» **Aim of the task**
Begin at the line containing "Agricultural drone survey: scan the aerial photo for white" and copy each line exactly through the end of the records, leaving out what comes before.

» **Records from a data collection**
_ _ _

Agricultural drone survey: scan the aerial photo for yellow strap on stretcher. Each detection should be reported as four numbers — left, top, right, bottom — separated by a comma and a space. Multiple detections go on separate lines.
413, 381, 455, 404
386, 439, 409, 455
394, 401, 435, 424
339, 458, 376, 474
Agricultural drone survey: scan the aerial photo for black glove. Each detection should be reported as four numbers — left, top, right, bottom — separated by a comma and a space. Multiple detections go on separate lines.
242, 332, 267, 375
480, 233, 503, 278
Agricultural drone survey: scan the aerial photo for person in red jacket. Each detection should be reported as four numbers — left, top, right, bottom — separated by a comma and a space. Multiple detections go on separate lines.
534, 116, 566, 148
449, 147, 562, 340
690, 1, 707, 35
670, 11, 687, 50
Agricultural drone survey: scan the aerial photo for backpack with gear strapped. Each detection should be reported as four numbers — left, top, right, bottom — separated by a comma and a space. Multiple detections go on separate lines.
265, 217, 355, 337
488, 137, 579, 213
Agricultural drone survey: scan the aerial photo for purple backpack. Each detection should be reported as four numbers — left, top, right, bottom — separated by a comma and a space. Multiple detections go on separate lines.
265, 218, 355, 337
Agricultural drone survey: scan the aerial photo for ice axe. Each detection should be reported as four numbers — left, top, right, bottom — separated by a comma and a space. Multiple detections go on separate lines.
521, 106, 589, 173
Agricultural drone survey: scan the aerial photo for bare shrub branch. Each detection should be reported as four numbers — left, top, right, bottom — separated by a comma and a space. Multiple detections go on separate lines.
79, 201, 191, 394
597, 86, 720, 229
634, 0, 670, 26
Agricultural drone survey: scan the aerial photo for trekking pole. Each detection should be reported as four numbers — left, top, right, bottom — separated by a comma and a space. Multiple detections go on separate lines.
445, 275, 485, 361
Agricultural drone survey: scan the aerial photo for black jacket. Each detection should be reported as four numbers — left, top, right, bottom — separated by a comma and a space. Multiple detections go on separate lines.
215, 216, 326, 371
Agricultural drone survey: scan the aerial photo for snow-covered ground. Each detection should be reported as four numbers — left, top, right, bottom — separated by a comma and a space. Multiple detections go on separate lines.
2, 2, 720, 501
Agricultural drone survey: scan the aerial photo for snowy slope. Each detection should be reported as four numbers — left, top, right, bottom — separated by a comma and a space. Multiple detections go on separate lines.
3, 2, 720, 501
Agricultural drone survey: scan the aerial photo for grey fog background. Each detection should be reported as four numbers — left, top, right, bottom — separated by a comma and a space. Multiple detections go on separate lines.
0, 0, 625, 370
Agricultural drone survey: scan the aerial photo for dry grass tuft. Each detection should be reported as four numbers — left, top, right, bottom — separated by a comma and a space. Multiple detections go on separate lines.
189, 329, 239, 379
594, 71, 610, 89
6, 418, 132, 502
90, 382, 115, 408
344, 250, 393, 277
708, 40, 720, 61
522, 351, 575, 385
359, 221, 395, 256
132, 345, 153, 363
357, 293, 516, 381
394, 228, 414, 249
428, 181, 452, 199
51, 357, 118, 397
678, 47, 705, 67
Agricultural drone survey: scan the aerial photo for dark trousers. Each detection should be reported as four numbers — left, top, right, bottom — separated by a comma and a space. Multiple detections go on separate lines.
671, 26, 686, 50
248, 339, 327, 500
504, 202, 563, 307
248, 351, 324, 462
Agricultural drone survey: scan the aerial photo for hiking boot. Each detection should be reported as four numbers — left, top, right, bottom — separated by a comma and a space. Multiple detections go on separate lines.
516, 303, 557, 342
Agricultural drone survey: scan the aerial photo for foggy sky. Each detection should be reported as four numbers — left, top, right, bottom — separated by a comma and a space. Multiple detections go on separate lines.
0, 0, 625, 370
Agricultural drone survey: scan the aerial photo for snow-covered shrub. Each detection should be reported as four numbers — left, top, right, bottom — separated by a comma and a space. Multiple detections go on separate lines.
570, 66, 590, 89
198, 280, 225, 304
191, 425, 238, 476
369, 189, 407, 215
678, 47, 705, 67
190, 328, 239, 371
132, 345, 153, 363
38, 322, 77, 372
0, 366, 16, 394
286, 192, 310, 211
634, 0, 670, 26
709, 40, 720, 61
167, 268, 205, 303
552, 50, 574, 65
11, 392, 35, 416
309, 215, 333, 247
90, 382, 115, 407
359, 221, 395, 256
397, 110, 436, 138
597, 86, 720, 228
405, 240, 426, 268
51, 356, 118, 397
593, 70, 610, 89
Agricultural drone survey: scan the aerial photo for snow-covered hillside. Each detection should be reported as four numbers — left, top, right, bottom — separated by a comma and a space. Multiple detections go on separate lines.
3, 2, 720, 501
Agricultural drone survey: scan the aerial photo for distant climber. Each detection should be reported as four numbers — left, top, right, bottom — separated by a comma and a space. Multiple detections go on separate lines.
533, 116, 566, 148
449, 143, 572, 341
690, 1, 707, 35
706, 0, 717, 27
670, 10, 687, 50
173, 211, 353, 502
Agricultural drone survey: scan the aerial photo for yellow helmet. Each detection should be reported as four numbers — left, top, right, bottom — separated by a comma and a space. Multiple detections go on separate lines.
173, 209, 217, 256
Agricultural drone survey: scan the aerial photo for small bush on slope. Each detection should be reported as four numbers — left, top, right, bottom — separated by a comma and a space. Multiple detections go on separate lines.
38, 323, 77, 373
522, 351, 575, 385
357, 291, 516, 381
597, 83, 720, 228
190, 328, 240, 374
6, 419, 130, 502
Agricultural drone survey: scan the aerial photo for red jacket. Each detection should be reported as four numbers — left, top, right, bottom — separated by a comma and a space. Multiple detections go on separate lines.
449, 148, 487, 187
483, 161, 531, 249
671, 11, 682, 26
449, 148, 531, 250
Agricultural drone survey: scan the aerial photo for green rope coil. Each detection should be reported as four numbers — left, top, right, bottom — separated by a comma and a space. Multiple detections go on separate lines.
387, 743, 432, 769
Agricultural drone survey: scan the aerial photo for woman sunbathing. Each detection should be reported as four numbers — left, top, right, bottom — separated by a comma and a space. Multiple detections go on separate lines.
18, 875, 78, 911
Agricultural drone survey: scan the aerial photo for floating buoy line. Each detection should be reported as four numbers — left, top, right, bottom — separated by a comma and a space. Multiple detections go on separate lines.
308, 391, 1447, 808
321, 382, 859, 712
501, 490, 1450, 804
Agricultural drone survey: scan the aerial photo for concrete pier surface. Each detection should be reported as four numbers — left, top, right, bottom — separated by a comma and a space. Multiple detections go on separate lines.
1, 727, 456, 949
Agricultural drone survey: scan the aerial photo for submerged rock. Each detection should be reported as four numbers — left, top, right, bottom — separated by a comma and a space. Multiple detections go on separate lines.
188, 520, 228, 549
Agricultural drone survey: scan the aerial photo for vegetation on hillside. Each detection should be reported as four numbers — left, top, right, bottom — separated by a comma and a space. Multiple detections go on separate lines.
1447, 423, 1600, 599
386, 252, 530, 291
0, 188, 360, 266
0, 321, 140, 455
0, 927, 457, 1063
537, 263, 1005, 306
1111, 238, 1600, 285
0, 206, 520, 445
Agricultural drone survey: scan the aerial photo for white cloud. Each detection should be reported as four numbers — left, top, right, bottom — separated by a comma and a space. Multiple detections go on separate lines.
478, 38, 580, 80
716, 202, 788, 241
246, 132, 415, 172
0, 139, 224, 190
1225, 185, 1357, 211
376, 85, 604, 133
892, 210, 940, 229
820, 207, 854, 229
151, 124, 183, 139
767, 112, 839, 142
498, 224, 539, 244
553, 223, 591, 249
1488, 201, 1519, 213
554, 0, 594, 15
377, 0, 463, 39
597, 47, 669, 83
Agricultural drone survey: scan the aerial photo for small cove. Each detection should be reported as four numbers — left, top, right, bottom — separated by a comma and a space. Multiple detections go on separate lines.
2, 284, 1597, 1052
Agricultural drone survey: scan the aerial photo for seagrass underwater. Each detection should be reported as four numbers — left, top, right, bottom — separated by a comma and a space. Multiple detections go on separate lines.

_ _ _

» **Output of the exercise**
Agricultural drone survey: scan the aerial photo for white cloud. Each detection should be reported as four numbers — left, top, right, bottom — separated by a comma and a space. Multiple detections go on separate lines.
478, 38, 580, 80
716, 202, 788, 241
246, 132, 415, 172
0, 139, 224, 190
1225, 185, 1357, 211
376, 85, 604, 133
892, 210, 940, 229
820, 207, 854, 229
151, 124, 183, 139
767, 112, 839, 142
498, 224, 539, 244
553, 223, 591, 249
1488, 201, 1519, 213
554, 0, 594, 15
377, 0, 463, 39
597, 47, 669, 83
Agricultural drone survey: scan the aerial photo for small cove. Each detection should be reported as four numbers — left, top, right, bottom — separated by a comma and a space. Multiple detections go on separate lines.
2, 284, 1597, 1052
Agricultural drone survey: scan the aerial photo for seagrass underwater. Each detection should be reported as four numbers — left, top, right, bottom — separated by a comma and a space. Multiple detections go on separate lines.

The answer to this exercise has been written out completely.